[Consegna]:
Nel testo sull'amicizia e sull'insegnante di sostegno, quale film ha appena finito di guardare chi scrive?

[Testo di partenza]:
▼

Dell'amicizia e del compito alto dell'insegnante per l'inclusione (cioè di sostegno)

 

25.11.2021

 

Ho bisogno e voglia di scrivere!

C’è qualcosa che si agita in me. Ho appena finito di guardare il film Bohemian rhapsody e su tutti c’è un pensiero, una sensazione che mi accompagna.

Per tutta la durata del film, ogni volta che compariva Mary, l’ex moglie di Freddie Mercury e poi sua grande amica, il pensiero andava a Grazia, alla sua presenza nella mia vita, al supporto che mi ha dato e dà e alla amicizia, forte, che ci lega. Ci sentiamo poco, anzi pochissimo. Lei con la sua famiglia, i figli, il lavoro; io con la mia vita e il lavoro, il continuo progettare il futuro, la passione che fa battere il cuore, che spinge ad alzarmi la mattina, a lottare per l’inclusione delle persone con disabilità. Nonostante le migliaia di parole che vorrei dire, ma che, purtroppo, non riesco a pronunciare. Ci sentiamo poco. Ma so che lei c’è e questo amore, questa amicizia mi nutre, mi dà forza, mi sostiene. Grazia quindi. Presenza silenziosa nel mio cuore.

Insieme a Grazia, al silenzio che cala per cause di forza maggiore tra noi, ora penso e ritrovo Tommaso. L’alunno che mi è stato donato, incrociandolo nel cammino professionale, parte di quello più ampio della vita. Anche con lui c’è silenzio. E questo silenzio non impedisce la comunicazione. Anzi, la amplifica e la porta a profondità che riesco appena a percepire.

Tommaso.

E Anna.

Due persone molto simili nelle loro disabilità, ma anche molto diverse, come è giusto e ovvio che sia. Uno non sostituisce l’altra, né può farlo. Se lo pensassi, farei un torto ad entrambi. Nonostante questo sono molto simili, perché entrambi mi insegnano a guardare oltre l’apparenza, mi isegnano ad andare oltre e vedere la persona. Anna nella forza che emana dal suo ricordo sempre vivido. Tommaso nella quotidianità del presente scolastico.

Torna sempre questo aspetto nella mia esperienza: la persona oltre l’apparenza.

La persona nonostante la disabilità.

La persona per quello che è e per come appare. Anche con la sua disabilità che, è bene precisare, non dovrebbe essere percepita come fosse una sfortuna da accettare con rassegnazione, bensì come la condizione che rende la persona così come è e non come avrebbe potuto o dovuto essere.

▲

[Dati grezzi]:
▼

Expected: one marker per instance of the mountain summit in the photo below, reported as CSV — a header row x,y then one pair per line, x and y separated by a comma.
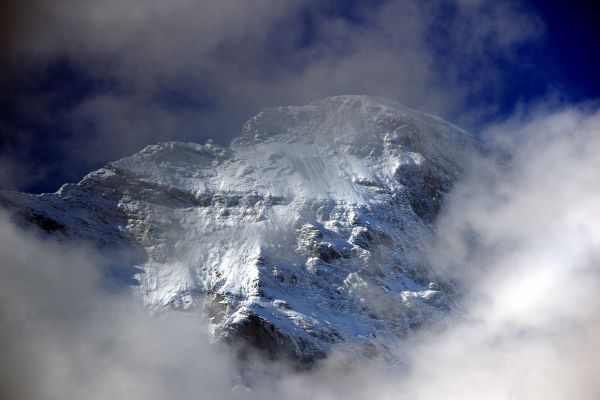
x,y
306,232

▲

[Soluzione]:
Chi scrive ha appena finito di guardare il film Bohemian rhapsody.